Write out the entries below once more, exactly.

• **ENTRIES SUPPLIED**
_ _ _ _ _ _ _

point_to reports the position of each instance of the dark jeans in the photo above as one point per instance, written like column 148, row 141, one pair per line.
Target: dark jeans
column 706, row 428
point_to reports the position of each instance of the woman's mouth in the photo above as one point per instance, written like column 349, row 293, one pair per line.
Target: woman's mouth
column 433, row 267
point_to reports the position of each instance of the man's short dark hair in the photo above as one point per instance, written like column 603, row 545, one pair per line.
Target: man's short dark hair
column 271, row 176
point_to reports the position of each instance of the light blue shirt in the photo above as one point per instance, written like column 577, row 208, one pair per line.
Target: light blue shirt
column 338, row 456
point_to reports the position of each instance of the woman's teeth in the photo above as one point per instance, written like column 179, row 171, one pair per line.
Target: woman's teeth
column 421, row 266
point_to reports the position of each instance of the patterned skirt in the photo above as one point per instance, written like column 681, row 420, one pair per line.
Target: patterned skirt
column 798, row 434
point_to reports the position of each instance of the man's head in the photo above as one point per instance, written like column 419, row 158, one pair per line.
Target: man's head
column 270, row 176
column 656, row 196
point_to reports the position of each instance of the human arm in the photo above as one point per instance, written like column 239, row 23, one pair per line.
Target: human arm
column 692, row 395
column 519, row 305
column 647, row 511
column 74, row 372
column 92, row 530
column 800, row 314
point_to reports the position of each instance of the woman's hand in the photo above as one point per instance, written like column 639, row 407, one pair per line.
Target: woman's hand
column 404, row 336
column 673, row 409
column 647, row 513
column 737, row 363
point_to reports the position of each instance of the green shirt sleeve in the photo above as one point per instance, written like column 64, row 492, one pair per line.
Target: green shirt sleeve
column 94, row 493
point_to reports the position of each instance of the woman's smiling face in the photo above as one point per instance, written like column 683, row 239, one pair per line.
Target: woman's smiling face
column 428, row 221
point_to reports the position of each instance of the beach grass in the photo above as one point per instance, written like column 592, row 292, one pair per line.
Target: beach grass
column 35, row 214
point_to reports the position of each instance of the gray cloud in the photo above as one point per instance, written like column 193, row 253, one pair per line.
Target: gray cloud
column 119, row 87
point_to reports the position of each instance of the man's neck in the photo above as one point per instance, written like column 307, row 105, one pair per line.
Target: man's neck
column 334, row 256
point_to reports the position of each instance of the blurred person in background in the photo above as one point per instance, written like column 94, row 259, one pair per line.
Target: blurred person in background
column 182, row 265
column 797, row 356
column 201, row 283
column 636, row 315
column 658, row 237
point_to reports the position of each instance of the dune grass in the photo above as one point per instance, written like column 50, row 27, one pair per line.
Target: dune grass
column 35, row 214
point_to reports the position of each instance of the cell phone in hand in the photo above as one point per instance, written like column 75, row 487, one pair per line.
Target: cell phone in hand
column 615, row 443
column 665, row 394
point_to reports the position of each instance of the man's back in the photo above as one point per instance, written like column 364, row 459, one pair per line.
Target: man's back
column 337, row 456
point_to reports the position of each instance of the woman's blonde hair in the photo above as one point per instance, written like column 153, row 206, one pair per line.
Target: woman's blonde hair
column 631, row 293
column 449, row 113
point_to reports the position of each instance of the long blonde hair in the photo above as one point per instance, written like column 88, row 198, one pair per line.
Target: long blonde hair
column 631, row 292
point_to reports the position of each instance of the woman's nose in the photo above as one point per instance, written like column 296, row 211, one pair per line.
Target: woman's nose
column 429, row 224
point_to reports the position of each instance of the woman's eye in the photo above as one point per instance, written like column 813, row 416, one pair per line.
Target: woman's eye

_ _ _ _ _ _ _

• **TASK RESPONSE**
point_to reports the position of each instance of the dark jeans in the photo above as one point per instance, written like column 148, row 141, one pair per line.
Target: dark jeans
column 706, row 428
point_to reports the position of each instance of the woman's mouth in the photo above as one point per instance, written like column 349, row 293, one pair per line.
Target: woman's mouth
column 433, row 267
point_to reports the position of each instance of the man's short dark hair in the photo above as one point per instance, written like column 603, row 545, one pair per line.
Target: man's short dark hair
column 271, row 176
point_to reports the position of each instance of the light blue shirt in the photo above as one point per instance, written like column 577, row 208, one pair per line.
Target: light blue shirt
column 338, row 456
point_to reports the position of each instance of the woman's teeth in the photo above as one point per instance, written like column 179, row 171, one pair per line.
Target: woman's teeth
column 421, row 266
point_to reports the position of each instance of the patterned skirt in the photo above as one point per instance, written like column 681, row 420, one pair per line.
Target: patterned skirt
column 798, row 434
point_to reports the position of each instance of the man's head in the photo above as one point per instance, written like column 419, row 158, one pair per line.
Target: man's head
column 270, row 176
column 656, row 196
point_to reports the position of each instance of the human arm in the photo above as one point per instance, written like column 239, row 23, one pair per line.
Target: human arm
column 692, row 395
column 519, row 305
column 647, row 511
column 74, row 372
column 92, row 530
column 800, row 314
point_to reports the position of each instance of the woman's hand in the photo above as one point per instance, written like column 639, row 407, one pair per line.
Target: woman's hand
column 404, row 336
column 673, row 409
column 647, row 513
column 737, row 363
point_to reports the position of each instance of the green shirt sleeve in the photo above as one point per instance, written like column 64, row 492, one pair per line.
Target: green shirt sleeve
column 94, row 493
point_to reports the position of each instance of the woman's smiling face in the photo above as one point per instance, written like column 683, row 239, one pair per line.
Target: woman's smiling face
column 428, row 221
point_to reports the position of each instance of the beach grass in the photo above as one point per instance, written like column 592, row 292, one pair per line.
Target: beach grass
column 35, row 214
point_to reports the position of each instance of the gray cloud in the photo above as one point per instance, written like column 193, row 253, one pair per line.
Target: gray cloud
column 119, row 87
point_to reports the position of each instance of the man's neck in the photo above as one point per instance, written like column 307, row 105, one pair per line.
Target: man's neck
column 334, row 256
point_to reports the position of each instance of the blurred person in background in the photo above as one point per instance, written like column 94, row 259, one pair per line.
Target: blurred person in background
column 182, row 265
column 797, row 356
column 201, row 283
column 636, row 315
column 658, row 237
point_to reports the position of each instance of the dune grass in the photo above as one point per instance, written like column 50, row 27, one pair per line.
Target: dune grass
column 35, row 214
point_to reports the position of each instance of the cell phone in hand in the photo above as one point per instance, written like column 75, row 487, one pair per line.
Target: cell phone in hand
column 615, row 443
column 665, row 394
point_to reports the position of each instance of the man's back in the photo above as one point per instance, written like column 364, row 459, one pair per line.
Target: man's back
column 337, row 456
point_to reports the position of each instance of the woman's blonde hair in the photo above as one point per instance, written like column 153, row 206, one pair per line.
Target: woman's blonde hair
column 631, row 293
column 449, row 113
point_to reports the position of each instance of the long blonde hair in the photo above as one point per instance, written like column 88, row 198, one pair per line.
Target: long blonde hair
column 631, row 292
point_to reports the position of each instance of the woman's nose in the photo above as one point per instance, written like column 296, row 211, one pair per line.
Target: woman's nose
column 429, row 224
point_to reports the position of each instance of the woman's eye in the photo above as one point per instance, written like column 813, row 416, one pair per line.
Target: woman's eye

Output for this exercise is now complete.